How Mentorship Helped Angelos Georgakis Make Connections in Tech

3 min read


As an outsider to the startup ecosystem, how did hiring a mentor help you break in?

Right. Well, I think this happens with every community, every space that you're trying to break into. People ask the simple question: “Why should we pay attention to you? What do you want from us? We're so busy building our companies, we're so busy executing.” And in the process, you have to build that empathy for these people. Yes, we understand that they are busy building their companies. How can you craft your message? What can you help them with?

My mentors helped me with a few things. Number one was patience—proving myself as a founder coach, taking steps one by one. They also gave me a lot of insight about the startup ecosystem and how founders think and work. Top information, an insider's view of life in the startup ecosystem, all these things.

Any examples of specific advice from your mentors you were able to apply in the real world?

I remember one of our first sessions, Chris Yeh said to me, "Hey, you can't just break into an inner circle by reaching out to the most important person in it. They're busy, they get hundreds of messages like yours. So how do you maximize and improve your chances of breaking into that circle? You have to start with the least famous member of that community. And then that person can connect you with another person in that circle and so on. This is how you can get to that most famous person, the one you really want to get connected with." That was one lesson.

> [JOBS]
a) Translate this sentence from the mentorship interview into Spanish: "My mentors helped me with a few things."
b) Locate every line of the records that contains the string "rocky" and copy each one. Case counts.

> [DATA]
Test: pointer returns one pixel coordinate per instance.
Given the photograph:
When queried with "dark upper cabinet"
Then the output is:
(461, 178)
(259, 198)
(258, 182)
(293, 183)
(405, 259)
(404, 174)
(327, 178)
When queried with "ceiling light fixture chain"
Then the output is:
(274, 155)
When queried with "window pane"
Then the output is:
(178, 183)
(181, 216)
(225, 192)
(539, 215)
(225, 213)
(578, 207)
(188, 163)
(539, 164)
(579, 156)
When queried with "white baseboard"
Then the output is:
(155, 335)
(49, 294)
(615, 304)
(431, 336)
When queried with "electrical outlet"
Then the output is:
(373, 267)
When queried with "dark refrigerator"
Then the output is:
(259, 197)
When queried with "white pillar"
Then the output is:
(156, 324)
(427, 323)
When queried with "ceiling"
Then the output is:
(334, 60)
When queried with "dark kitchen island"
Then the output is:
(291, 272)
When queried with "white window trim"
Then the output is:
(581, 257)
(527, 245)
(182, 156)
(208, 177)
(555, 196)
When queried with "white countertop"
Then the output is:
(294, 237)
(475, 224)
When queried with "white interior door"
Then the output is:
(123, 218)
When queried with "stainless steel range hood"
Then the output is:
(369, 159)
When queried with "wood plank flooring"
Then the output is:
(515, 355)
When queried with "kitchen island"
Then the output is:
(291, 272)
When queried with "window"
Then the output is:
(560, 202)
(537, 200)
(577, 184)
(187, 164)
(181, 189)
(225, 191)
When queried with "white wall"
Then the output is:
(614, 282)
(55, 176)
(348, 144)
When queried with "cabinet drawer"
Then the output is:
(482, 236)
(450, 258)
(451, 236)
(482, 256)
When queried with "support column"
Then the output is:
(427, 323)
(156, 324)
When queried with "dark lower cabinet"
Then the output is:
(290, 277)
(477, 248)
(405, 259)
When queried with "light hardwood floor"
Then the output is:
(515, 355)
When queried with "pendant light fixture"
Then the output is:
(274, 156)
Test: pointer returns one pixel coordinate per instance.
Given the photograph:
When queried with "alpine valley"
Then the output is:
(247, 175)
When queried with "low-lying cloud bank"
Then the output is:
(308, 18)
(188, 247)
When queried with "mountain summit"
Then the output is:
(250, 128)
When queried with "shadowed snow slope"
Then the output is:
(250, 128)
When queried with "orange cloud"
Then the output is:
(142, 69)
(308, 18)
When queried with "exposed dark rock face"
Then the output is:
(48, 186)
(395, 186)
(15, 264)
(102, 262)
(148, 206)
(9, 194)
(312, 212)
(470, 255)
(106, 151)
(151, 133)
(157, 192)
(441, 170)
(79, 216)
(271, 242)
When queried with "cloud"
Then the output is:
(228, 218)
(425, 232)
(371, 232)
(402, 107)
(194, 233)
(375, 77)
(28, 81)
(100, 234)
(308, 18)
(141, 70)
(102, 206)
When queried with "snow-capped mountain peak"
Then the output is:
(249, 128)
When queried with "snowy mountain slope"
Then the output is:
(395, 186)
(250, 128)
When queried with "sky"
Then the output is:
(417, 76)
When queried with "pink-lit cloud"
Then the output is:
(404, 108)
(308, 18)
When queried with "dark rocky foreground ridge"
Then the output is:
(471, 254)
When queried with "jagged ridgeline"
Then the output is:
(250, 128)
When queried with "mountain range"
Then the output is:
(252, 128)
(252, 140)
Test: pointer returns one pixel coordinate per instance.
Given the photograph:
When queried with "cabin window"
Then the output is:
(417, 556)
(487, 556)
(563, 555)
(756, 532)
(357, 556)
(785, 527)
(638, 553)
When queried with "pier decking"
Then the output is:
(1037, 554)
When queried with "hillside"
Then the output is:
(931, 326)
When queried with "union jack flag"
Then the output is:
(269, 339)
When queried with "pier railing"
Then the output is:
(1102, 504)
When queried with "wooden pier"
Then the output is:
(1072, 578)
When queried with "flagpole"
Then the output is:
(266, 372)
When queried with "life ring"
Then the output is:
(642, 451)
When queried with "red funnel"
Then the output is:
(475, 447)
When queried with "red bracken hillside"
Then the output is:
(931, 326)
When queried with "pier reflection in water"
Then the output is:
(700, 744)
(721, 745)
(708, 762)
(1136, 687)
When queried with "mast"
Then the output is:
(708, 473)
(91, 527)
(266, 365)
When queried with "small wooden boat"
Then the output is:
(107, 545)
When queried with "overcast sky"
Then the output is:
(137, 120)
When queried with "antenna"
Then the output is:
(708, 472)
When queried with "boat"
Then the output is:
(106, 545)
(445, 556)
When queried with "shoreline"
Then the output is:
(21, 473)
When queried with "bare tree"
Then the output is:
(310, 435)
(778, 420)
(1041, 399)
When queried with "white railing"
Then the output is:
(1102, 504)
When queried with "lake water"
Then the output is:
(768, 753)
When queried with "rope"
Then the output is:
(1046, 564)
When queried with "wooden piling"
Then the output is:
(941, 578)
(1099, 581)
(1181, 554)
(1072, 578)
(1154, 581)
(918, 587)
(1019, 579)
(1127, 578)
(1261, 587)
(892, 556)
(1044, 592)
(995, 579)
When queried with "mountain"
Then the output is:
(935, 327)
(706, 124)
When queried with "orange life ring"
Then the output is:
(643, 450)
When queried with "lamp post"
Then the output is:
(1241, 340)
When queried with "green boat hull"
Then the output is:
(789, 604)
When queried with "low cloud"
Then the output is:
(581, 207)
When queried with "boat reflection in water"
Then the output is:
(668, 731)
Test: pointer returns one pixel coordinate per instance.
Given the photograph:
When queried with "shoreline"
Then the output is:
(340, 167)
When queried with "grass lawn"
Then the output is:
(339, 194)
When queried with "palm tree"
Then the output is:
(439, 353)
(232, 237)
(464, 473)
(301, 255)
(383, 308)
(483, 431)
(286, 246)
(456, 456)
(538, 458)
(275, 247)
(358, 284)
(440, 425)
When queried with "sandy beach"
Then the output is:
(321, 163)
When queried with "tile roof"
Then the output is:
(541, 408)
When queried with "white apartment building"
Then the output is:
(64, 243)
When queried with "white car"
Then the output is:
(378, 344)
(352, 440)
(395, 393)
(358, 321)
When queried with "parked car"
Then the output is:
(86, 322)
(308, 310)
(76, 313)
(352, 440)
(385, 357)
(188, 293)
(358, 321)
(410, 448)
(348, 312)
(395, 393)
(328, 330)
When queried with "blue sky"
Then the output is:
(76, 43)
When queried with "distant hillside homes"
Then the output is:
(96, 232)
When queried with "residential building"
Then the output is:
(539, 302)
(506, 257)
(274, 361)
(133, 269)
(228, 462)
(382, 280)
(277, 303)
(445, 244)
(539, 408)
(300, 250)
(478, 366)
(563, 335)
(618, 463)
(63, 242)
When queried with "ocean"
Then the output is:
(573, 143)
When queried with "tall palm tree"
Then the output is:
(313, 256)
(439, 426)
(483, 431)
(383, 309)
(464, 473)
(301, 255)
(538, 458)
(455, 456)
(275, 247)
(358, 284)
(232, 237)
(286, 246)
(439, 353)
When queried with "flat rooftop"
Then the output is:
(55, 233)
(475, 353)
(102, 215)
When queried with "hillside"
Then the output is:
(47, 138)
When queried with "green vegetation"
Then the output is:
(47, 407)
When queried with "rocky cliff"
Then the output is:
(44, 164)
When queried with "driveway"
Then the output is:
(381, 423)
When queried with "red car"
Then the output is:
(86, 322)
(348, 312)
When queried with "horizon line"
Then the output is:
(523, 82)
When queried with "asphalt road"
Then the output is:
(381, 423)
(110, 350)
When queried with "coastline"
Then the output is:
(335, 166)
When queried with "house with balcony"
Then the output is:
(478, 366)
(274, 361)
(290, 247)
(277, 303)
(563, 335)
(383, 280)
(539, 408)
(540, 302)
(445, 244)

> [RESPONSES TO THE EXERCISE]
a) Mis mentores me ayudaron con algunas cosas.

b)
When queried with "dark rocky foreground ridge"
When queried with "rocky cliff"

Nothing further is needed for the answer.